設問内容 ▸ 下にある伐採後の木材についてのページ抜粋から、「木造住宅は火災や地震に弱いと」から「期以降、減少傾向にあります。」までの部分を一字も変えずに書き写してください。

ページ抜粋 ▸
_ _ _ _ _

伐採後に求められる木材の現状と活用

■伐採後に求められる木材の現状

国土の7割を森林が占める日本では、古くから林業が盛んで、木材を使ったものと共生する暮らしが長く営まれてきました。
木造住宅をはじめ、木の家具を使い、囲炉裏に薪をくべ、お風呂や炊飯も薪を使って行っていました。
木のいかだや船で漁業や川を渡る移動手段とし、線路の枕木にも木が使われてきたものです。
障子や半紙をはじめ、紙パルプの製造で日本の紙文化を後押しする役割も果たしてきました。
飲食店においては割り箸を使うのが基本でしたが、近年は輸入の安い割り箸を使うのが常態化しています。
今でも残っている利用手段は多数ありますが、時代や環境の変化、人々のライフスタイルや考え方の変化により、少しずつ木材の需要は減ってきました。
木造住宅は火災や地震に弱いとされ、防災の観点からマンションやRC構造の一戸建てへシフトする動きも増えています。
一方で、日本の材木は高品質で高級なことから、木造住宅を建てるうえでは、安い輸入建材が使われることが増えていったのです。
少子高齢化により、住宅を建てるニーズも、高度成長期やバブル期以降、減少傾向にあります。
家電製品や便利な機器が増え、薪を使う機会も減っています。

■環境との共生も不可欠

林業は山林を活性化させ、循環化社会を推進していくうえで不可欠な事業です。
もっとも、無秩序な山林開発などは自然環境を破壊し、山崩れなどの災害を招く要因となることや辺りの森林資源が枯渇して環境悪化や地球温暖化の促進につながりかねません。
売らんがためだけの林業に陥ることなく、自然と共生しながらの事業がより強く求められる時代です。
切り倒して商用利用するだけでなく、植林を行うなどしながら、山林の新陳代謝を図っていくことが一層求められています。

■国産材を使った住宅づくりを促進

災害に強い住宅づくりの観点からRC構造の住宅やマンションが選ばれることや少子高齢化で木造住宅を建てる人が減少傾向にあります。

_ _ _ _ _

データ ▸

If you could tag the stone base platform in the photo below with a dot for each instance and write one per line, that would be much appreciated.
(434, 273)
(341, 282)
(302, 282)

_ _ _ _ _

解答 ▸
木造住宅は火災や地震に弱いとされ、防災の観点からマンションやRC構造の一戸建てへシフトする動きも増えています。
一方で、日本の材木は高品質で高級なことから、木造住宅を建てるうえでは、安い輸入建材が使われることが増えていったのです。
少子高齢化により、住宅を建てるニーズも、高度成長期やバブル期以降、減少傾向にあります。